CorrSteer: Steering Improves Task Performance and Safety in LLMs through Correlation-based Sparse Autoencoder Feature Selection
Seonglae Cho, Zekun Wu, Adriano Koshiyama
2025-08-20
Summary
This paper introduces a new technique called CorrSteer to better control large language models (LLMs) by picking out important features, making them more helpful for specific tasks like answering questions or reducing bias. It's an automated way to make LLMs perform better on various tasks using fewer examples.
What's the problem?
Existing methods for making LLMs do specific things, like answering questions accurately or behaving in a certain way, often need a lot of example data to show the model what's right and wrong. They also might require storing a lot of information about how the model's internal workings change, which can be difficult and expensive. This limits how effectively we can guide these powerful models.
What's the solution?
The researchers developed CorrSteer, which looks at how well a language model's generated words match the correct answers for a task. It does this by correlating the accuracy of the model's outputs with the internal signals (activations) it produces. This way, it can pick out the most useful internal features without needing pre-made example pairs or storing huge amounts of data. It finds the best way to steer the model by averaging these important signals.
Why it matters?
This approach is important because it provides a simpler and more efficient way to improve how LLMs perform on a variety of tasks. By finding relevant features automatically, it saves time and resources. The improvements seen in tasks like question answering, reducing bias, and preventing harmful outputs show that this method can make LLMs more reliable and useful in real-world applications.

TASK BRIEF = Copy out the CorrSteer summary in full, word for word. The listing plays no part in this exercise.

INFORMATION SUPPLIED =
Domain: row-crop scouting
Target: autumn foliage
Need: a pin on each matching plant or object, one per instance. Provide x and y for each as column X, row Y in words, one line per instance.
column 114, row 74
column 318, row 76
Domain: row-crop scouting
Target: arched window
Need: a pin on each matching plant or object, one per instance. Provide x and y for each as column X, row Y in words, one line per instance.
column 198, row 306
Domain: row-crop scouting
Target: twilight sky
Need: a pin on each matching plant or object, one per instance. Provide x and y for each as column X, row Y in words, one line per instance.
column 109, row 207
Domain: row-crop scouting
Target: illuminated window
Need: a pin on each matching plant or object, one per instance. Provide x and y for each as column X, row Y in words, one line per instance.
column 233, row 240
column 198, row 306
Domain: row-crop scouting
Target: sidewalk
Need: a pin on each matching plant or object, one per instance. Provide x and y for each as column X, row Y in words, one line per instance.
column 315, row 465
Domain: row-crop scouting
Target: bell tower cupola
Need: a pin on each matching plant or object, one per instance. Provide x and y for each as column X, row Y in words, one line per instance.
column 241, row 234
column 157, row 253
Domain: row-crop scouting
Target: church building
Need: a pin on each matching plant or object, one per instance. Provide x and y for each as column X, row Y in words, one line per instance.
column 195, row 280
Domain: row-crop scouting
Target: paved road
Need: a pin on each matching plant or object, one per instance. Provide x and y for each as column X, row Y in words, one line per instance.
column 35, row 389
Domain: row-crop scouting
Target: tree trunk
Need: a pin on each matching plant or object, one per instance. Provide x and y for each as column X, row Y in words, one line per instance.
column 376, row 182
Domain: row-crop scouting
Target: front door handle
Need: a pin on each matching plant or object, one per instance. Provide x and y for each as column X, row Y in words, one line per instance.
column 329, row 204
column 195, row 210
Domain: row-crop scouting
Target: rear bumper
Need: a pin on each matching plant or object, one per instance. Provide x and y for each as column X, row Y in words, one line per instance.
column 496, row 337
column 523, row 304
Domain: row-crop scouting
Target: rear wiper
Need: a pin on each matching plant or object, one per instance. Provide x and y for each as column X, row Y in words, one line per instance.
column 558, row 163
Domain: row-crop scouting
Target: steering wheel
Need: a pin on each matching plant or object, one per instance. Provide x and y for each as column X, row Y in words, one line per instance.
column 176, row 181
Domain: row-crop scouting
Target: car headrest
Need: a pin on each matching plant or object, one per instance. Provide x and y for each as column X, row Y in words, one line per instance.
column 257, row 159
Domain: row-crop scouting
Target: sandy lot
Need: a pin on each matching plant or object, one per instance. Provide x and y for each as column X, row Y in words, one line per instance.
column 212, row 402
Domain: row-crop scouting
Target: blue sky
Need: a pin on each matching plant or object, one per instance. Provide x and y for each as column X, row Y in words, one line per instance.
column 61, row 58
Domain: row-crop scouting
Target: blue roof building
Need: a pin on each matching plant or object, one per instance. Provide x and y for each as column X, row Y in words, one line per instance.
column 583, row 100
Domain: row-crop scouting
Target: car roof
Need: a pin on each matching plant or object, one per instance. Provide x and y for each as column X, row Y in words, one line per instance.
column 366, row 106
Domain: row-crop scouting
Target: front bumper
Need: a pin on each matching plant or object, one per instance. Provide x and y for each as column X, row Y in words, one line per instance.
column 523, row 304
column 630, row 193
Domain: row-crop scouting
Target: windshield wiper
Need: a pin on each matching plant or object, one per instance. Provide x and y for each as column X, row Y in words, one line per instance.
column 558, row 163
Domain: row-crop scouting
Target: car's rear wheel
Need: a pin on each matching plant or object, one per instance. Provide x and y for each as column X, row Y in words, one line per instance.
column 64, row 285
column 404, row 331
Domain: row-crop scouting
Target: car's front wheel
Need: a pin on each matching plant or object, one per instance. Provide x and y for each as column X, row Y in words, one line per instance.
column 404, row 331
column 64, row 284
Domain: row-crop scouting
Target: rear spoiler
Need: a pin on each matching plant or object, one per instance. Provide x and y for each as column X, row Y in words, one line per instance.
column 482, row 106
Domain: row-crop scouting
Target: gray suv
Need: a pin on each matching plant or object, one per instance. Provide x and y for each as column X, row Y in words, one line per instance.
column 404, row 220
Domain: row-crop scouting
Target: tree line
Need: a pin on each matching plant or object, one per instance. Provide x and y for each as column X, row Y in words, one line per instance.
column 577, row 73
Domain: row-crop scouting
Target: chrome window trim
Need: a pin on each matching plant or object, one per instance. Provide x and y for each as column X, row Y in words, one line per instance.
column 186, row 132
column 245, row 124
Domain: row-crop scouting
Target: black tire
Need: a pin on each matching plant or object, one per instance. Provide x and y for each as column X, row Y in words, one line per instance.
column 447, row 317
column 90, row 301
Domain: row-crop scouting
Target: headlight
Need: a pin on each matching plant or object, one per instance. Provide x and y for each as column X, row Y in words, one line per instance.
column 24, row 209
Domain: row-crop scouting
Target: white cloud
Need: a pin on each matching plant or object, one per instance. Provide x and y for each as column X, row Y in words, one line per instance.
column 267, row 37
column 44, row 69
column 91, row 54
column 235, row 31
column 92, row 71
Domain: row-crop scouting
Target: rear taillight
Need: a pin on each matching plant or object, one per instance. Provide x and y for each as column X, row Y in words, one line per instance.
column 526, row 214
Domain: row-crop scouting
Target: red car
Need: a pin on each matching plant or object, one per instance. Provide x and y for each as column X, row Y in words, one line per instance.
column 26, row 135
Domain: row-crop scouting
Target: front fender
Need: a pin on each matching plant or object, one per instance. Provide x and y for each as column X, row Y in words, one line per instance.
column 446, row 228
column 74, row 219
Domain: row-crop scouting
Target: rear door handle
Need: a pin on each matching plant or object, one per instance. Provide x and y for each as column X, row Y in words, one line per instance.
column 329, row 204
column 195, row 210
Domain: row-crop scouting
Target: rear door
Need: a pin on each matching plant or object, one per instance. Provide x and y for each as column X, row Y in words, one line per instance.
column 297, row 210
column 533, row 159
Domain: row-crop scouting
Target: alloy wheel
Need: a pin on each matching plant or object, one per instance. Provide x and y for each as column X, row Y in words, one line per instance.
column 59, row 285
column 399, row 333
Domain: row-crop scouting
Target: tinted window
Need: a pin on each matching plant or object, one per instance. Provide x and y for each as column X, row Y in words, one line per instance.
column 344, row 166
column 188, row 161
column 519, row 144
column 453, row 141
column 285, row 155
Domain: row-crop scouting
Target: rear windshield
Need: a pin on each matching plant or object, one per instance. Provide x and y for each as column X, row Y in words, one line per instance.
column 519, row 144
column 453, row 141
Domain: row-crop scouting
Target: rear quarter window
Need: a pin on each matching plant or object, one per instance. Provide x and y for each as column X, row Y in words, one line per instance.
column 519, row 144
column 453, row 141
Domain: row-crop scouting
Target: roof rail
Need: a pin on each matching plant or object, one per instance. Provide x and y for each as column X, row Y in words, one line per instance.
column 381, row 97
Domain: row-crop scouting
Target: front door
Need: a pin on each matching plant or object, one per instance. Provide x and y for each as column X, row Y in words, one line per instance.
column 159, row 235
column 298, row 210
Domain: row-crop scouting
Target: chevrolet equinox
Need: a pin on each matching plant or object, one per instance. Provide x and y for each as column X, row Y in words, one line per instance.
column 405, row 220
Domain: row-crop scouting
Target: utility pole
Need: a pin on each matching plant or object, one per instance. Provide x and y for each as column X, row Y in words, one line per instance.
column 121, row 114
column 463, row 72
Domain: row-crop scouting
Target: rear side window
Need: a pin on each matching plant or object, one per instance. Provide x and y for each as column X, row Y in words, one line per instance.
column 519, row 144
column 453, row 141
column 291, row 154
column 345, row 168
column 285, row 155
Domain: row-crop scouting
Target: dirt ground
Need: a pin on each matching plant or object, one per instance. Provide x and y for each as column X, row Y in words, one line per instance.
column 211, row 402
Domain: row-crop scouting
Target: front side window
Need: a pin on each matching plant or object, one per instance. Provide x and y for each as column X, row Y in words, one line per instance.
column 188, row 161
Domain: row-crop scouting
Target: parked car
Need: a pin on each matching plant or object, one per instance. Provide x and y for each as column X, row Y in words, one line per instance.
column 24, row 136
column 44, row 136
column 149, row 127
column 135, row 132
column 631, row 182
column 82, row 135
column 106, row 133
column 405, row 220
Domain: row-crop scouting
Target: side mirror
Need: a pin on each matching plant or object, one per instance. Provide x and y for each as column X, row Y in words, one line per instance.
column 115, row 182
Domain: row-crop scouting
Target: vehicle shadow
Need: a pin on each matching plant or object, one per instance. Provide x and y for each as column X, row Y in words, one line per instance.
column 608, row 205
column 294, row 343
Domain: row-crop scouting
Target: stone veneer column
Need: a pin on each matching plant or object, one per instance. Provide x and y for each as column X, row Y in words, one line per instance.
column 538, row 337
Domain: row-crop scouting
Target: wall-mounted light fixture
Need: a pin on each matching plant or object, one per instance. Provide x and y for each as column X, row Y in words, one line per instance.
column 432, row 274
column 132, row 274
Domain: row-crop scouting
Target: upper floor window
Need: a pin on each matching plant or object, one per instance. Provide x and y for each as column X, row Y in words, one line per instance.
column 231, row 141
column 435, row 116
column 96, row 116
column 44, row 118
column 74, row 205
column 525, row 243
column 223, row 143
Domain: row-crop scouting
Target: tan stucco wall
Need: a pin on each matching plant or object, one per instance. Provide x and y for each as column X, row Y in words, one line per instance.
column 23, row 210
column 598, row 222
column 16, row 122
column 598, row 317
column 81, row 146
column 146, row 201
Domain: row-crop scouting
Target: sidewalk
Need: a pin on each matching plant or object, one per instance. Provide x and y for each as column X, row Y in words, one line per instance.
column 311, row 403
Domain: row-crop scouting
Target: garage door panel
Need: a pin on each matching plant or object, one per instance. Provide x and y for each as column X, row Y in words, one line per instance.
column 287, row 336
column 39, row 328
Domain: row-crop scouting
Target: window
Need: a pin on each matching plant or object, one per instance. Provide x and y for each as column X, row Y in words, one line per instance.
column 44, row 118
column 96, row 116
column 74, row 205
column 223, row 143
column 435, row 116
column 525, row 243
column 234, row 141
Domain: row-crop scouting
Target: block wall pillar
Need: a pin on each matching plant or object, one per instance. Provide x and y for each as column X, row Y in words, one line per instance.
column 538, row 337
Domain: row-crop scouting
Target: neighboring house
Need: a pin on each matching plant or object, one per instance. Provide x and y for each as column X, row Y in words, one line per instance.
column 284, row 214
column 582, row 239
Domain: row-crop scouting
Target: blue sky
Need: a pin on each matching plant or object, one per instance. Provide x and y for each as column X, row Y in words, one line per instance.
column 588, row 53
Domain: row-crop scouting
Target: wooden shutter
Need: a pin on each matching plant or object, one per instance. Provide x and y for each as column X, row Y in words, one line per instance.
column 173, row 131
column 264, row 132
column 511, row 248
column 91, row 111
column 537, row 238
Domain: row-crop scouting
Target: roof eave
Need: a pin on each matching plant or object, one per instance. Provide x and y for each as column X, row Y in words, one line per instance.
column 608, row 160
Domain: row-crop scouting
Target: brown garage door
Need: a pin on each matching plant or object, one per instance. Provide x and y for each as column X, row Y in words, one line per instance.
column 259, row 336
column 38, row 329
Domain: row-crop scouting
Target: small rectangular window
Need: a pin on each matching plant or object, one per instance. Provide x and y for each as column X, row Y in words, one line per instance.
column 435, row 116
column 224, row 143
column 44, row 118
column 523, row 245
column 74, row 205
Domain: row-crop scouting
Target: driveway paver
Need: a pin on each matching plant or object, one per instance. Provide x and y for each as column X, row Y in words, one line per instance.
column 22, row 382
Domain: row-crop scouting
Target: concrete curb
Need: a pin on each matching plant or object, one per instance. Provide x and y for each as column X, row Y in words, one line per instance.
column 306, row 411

EXERCISE OUTPUT =
CorrSteer: Steering Improves Task Performance and Safety in LLMs through Correlation-based Sparse Autoencoder Feature Selection
Seonglae Cho, Zekun Wu, Adriano Koshiyama
2025-08-20
Summary
This paper introduces a new technique called CorrSteer to better control large language models (LLMs) by picking out important features, making them more helpful for specific tasks like answering questions or reducing bias. It's an automated way to make LLMs perform better on various tasks using fewer examples.
What's the problem?
Existing methods for making LLMs do specific things, like answering questions accurately or behaving in a certain way, often need a lot of example data to show the model what's right and wrong. They also might require storing a lot of information about how the model's internal workings change, which can be difficult and expensive. This limits how effectively we can guide these powerful models.
What's the solution?
The researchers developed CorrSteer, which looks at how well a language model's generated words match the correct answers for a task. It does this by correlating the accuracy of the model's outputs with the internal signals (activations) it produces. This way, it can pick out the most useful internal features without needing pre-made example pairs or storing huge amounts of data. It finds the best way to steer the model by averaging these important signals.
Why it matters?
This approach is important because it provides a simpler and more efficient way to improve how LLMs perform on a variety of tasks. By finding relevant features automatically, it saves time and resources. The improvements seen in tasks like question answering, reducing bias, and preventing harmful outputs show that this method can make LLMs more reliable and useful in real-world applications.